(Stored records)
## begin

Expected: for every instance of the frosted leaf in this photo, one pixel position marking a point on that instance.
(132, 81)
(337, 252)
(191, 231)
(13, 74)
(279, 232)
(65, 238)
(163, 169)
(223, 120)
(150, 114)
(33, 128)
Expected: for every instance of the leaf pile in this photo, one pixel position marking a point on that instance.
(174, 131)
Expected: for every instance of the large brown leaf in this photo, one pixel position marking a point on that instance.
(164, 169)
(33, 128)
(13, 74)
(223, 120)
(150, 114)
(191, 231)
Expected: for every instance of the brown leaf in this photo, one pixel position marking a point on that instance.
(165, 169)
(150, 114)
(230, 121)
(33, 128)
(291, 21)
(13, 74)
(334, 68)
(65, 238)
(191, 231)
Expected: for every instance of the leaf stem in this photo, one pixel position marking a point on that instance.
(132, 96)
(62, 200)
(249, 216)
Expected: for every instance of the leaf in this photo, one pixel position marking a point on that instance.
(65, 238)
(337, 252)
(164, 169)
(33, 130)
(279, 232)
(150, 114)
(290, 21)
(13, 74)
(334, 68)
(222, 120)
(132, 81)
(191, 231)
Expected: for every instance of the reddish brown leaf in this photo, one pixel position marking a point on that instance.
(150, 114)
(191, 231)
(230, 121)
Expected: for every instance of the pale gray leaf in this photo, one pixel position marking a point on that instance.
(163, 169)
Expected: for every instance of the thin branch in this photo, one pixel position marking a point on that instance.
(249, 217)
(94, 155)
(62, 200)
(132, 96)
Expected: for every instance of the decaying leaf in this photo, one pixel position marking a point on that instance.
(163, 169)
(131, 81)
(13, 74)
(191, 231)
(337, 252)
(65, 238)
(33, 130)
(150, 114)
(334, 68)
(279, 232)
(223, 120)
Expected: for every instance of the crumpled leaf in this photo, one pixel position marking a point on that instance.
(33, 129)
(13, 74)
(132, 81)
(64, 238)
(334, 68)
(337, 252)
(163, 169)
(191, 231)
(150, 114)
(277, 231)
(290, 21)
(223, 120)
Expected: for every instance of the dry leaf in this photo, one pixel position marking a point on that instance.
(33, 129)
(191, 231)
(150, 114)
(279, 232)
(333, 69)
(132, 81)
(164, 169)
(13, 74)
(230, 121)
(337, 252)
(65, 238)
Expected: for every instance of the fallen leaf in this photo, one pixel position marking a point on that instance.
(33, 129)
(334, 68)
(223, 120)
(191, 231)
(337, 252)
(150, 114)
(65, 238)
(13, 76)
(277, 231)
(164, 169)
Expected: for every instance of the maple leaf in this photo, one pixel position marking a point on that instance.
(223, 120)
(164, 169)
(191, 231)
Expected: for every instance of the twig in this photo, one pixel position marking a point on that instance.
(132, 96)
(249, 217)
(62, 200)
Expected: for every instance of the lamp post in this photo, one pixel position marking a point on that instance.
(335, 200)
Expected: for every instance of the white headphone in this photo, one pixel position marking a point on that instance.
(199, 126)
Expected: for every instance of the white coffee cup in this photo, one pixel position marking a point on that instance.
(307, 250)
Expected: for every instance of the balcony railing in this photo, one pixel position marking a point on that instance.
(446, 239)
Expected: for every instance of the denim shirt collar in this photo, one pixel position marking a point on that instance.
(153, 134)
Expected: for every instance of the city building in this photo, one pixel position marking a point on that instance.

## end

## Challenge
For this exercise, please retype exactly the lines in the listing from the line with "Expected: for every instance of the decaying" through its last line, both ends included.

## Finished exercise
Expected: for every instance of the decaying leaf in this photo, one pixel position marking a point on that instance.
(163, 169)
(131, 81)
(13, 74)
(191, 231)
(337, 252)
(65, 238)
(33, 130)
(150, 114)
(334, 68)
(279, 232)
(223, 120)
Expected: for every instance of the crumpled leaf in this photo, one pixel position marking a point on that instance.
(33, 129)
(13, 74)
(132, 81)
(64, 238)
(334, 68)
(337, 252)
(163, 169)
(191, 231)
(150, 114)
(277, 231)
(290, 21)
(223, 120)
Expected: for every instance of the dry leaf in this photo, one pixel position marking a point on that instance.
(33, 129)
(191, 231)
(150, 114)
(279, 232)
(333, 69)
(132, 81)
(164, 169)
(13, 74)
(230, 121)
(337, 252)
(65, 238)
Expected: for every instance of the fallen leaf in this photo, one pixel position marking a point on that instance.
(33, 129)
(334, 68)
(223, 120)
(191, 231)
(337, 252)
(150, 114)
(65, 238)
(13, 76)
(277, 231)
(164, 169)
Expected: for every instance of the maple leaf in this photo, one pixel position marking a point on that instance.
(223, 120)
(164, 169)
(191, 231)
Expected: for every instance of the twig in this photo, one pixel position marking a point on that instance.
(132, 96)
(249, 217)
(62, 200)
Expected: for every instance of the lamp post in this photo, one pixel position marking a point on that instance.
(335, 200)
Expected: for every instance of the white headphone in this photo, one pixel position marking a point on that instance.
(199, 126)
Expected: for every instance of the white coffee cup in this photo, one pixel position marking a point on that instance.
(307, 250)
Expected: for every instance of the balcony railing in this photo, one pixel position marking a point on that instance.
(446, 239)
Expected: for every instance of the denim shirt collar in this photo, one pixel position marking a point on that instance.
(153, 134)
Expected: for every instance of the city building in this photo, one pixel position marking a point on that instance.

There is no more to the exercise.